(Goal of the exercise): Look through the records below for the line with "Identify the window trim" and the line with "Identify the van window", then return those lines and all lines between, exactly.

(Stored data):
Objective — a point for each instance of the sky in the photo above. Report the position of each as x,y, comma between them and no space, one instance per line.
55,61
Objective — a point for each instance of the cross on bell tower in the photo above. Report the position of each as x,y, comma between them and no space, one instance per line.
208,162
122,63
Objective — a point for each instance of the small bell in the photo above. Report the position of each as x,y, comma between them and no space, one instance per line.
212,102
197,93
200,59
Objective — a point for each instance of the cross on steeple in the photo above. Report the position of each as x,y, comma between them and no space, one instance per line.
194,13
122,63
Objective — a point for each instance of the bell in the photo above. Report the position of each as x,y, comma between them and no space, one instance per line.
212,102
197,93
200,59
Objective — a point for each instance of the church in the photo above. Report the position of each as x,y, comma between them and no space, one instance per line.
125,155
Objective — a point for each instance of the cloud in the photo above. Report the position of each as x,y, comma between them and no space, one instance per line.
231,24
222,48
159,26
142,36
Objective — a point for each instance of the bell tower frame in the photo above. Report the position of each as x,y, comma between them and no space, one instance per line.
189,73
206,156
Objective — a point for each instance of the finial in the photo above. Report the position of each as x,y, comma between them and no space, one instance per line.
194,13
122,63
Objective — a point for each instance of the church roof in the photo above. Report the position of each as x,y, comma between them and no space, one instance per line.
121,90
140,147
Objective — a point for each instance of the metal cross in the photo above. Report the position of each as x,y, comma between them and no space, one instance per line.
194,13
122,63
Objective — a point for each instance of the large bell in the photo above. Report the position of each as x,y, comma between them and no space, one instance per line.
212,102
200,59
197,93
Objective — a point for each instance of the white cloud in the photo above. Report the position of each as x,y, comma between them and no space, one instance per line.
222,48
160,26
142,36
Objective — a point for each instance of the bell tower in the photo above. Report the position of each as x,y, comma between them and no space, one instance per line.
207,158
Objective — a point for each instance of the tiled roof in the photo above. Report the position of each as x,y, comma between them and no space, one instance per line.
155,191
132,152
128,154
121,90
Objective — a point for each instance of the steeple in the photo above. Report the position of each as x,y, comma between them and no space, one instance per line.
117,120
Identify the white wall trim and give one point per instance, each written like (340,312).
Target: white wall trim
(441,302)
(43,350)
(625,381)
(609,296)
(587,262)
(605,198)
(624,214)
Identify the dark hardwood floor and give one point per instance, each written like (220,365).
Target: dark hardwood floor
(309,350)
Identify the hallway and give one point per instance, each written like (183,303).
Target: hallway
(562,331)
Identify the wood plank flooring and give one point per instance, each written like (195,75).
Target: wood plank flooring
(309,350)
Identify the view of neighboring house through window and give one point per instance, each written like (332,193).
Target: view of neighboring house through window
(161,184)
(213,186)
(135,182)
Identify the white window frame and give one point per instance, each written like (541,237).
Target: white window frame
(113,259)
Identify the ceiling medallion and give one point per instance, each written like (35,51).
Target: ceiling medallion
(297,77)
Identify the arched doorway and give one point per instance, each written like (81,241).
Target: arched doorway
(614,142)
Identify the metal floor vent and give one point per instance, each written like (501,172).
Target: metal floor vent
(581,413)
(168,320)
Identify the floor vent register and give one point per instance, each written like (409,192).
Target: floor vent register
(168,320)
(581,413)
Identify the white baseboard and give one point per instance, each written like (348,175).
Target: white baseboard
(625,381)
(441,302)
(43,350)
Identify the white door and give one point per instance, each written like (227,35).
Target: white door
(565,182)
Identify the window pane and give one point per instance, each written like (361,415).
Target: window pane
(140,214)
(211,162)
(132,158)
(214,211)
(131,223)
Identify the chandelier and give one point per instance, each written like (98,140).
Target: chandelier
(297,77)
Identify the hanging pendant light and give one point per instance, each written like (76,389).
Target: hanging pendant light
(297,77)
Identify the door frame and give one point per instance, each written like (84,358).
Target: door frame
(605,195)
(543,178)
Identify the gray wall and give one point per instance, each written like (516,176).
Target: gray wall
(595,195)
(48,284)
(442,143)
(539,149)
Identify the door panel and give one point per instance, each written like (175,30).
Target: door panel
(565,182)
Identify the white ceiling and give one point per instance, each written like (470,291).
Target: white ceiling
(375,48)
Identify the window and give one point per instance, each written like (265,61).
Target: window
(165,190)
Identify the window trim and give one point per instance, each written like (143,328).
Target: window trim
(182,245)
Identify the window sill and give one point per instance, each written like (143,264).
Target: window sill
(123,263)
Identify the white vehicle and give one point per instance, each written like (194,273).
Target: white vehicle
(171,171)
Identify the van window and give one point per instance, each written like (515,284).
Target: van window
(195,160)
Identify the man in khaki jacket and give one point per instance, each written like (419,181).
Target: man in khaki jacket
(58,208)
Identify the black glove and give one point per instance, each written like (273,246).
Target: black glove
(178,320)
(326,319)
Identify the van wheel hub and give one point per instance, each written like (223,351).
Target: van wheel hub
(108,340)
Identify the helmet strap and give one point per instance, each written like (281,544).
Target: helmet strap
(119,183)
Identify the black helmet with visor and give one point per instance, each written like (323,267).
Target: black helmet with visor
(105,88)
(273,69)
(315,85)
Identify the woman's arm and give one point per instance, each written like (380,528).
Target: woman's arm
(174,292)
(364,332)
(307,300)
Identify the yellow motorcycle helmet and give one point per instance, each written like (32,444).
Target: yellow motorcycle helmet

(Reply):
Identify the window trim and give one point per instance, each written like (143,328).
Target: window trim
(182,245)
Identify the window sill and give one point per instance, each written like (143,264).
Target: window sill
(123,263)
Identify the white vehicle and give one point per instance, each written like (194,273).
Target: white vehicle
(171,171)
Identify the van window and give one point per instance, each written like (515,284).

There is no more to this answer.